● Exercise objective: Report the count of lines in the records that contain "dormer", without any added text.

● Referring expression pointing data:
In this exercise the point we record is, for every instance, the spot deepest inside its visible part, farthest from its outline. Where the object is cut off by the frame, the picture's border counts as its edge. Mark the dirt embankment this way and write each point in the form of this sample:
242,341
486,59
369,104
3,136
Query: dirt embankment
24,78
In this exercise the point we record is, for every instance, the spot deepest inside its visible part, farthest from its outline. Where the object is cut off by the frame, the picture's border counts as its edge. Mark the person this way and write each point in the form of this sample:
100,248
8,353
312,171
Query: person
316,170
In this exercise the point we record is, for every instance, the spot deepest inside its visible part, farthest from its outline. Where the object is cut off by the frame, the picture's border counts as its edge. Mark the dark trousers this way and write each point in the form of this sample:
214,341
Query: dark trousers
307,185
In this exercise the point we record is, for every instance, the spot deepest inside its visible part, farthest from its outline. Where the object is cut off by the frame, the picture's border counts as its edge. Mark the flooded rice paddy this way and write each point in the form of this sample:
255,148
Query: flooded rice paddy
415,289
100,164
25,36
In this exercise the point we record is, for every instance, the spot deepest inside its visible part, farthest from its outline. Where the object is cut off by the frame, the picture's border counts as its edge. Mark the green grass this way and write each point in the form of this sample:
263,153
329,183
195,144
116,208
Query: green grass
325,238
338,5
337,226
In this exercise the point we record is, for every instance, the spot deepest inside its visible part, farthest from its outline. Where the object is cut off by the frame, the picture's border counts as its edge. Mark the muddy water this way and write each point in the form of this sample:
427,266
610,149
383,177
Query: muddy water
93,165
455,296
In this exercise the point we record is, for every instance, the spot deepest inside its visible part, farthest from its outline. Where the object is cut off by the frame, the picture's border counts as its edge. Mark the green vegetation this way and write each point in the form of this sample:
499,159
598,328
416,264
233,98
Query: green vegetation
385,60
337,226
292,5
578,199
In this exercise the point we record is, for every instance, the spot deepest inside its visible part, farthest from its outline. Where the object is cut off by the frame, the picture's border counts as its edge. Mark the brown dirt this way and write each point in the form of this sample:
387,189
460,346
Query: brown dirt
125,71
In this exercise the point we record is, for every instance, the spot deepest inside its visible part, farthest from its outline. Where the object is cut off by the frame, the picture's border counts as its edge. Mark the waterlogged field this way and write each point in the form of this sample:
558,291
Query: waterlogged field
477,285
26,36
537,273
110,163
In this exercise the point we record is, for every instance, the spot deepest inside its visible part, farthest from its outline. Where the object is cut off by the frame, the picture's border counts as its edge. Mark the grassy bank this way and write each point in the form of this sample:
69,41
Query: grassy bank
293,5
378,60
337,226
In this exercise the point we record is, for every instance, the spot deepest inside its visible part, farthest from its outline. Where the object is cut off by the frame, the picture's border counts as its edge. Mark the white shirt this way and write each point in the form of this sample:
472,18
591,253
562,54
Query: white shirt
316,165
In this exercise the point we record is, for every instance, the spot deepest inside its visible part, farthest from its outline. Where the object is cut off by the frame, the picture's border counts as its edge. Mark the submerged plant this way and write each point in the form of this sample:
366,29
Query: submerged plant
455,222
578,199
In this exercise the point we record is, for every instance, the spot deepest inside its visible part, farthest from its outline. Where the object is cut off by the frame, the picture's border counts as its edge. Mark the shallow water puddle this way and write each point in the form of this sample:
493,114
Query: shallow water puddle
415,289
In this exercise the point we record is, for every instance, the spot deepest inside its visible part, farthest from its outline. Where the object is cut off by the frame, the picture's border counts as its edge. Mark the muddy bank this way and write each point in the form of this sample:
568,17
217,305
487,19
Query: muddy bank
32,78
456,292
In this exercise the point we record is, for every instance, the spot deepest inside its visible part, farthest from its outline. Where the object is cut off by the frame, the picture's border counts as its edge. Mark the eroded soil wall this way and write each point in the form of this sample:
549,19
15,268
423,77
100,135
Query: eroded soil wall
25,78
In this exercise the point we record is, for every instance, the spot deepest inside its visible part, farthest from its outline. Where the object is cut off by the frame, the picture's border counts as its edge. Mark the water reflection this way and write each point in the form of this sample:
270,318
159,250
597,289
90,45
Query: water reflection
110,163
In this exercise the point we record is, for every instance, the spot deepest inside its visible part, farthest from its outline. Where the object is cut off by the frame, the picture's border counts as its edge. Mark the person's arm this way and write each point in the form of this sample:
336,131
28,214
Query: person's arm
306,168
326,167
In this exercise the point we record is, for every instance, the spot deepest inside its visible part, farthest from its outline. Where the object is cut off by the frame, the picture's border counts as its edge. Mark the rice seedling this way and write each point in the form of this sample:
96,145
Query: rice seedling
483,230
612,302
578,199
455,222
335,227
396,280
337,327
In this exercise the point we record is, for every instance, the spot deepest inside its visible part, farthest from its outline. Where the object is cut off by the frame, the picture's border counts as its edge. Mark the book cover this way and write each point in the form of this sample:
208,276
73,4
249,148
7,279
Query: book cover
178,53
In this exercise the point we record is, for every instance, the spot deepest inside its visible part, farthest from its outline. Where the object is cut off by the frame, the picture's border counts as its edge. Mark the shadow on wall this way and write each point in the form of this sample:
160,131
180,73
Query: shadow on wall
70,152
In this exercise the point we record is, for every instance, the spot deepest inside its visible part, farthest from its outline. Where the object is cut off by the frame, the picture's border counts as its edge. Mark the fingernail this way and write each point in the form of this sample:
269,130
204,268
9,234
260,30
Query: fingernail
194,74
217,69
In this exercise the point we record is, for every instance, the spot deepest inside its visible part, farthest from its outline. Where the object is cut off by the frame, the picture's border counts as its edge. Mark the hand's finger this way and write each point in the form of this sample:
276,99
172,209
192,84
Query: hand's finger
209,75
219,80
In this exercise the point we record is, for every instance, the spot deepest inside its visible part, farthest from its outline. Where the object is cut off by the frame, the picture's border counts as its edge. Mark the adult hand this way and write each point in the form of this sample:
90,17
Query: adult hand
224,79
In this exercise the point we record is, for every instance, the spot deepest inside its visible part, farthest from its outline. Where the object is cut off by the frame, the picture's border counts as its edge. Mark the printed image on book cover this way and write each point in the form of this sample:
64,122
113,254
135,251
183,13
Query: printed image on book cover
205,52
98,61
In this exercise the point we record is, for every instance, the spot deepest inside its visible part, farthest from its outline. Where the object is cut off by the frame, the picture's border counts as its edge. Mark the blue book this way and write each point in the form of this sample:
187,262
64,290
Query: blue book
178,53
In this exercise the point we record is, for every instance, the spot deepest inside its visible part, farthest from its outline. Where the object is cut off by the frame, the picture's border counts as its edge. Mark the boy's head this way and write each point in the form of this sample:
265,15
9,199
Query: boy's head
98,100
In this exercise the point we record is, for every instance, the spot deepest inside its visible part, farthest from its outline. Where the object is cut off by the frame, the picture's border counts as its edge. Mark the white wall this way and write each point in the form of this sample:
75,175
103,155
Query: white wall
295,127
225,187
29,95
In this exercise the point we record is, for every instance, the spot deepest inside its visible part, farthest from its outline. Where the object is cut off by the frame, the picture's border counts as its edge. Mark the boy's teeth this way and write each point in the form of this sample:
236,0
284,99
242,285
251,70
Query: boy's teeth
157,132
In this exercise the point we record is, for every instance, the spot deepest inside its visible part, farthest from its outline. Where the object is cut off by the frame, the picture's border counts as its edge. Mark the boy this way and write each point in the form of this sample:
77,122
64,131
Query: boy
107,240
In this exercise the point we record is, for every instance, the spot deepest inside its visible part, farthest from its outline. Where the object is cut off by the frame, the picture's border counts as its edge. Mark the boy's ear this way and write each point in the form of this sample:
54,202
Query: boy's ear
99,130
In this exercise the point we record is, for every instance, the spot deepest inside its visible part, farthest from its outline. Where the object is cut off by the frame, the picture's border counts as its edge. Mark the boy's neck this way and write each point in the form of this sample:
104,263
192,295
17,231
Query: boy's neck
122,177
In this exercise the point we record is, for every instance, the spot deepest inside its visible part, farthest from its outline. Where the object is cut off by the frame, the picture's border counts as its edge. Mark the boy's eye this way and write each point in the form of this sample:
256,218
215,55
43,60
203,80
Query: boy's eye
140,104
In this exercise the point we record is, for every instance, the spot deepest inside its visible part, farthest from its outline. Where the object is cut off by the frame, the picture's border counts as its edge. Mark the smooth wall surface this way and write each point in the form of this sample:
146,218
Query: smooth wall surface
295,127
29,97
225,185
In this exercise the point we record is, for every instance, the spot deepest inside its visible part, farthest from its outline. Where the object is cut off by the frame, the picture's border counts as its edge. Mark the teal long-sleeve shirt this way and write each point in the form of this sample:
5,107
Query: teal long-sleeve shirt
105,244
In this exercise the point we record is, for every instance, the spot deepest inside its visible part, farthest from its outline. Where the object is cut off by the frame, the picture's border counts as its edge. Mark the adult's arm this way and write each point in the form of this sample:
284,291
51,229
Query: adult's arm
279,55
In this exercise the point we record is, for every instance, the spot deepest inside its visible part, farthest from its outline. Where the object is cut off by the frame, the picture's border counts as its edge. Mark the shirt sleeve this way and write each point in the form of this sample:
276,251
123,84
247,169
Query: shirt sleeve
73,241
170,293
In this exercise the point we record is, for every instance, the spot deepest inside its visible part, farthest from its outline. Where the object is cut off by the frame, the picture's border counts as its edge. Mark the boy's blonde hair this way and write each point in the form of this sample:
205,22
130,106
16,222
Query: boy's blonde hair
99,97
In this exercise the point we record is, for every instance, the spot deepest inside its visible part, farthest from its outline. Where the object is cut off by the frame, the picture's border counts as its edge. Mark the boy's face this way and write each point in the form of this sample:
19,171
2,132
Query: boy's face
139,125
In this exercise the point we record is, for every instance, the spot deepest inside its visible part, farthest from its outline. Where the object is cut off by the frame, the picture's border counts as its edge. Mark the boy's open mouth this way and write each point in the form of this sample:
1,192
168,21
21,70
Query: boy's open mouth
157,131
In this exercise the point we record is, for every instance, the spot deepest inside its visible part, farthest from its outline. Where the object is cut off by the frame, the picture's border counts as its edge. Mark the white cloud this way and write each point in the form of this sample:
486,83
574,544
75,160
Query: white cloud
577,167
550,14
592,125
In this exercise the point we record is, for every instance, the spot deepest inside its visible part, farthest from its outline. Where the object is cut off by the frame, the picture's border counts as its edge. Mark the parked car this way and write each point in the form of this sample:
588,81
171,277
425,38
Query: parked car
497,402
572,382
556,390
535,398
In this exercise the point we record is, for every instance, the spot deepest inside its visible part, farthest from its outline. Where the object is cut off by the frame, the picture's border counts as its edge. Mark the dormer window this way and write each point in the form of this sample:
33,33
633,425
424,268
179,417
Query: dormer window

● Solution to the problem: 2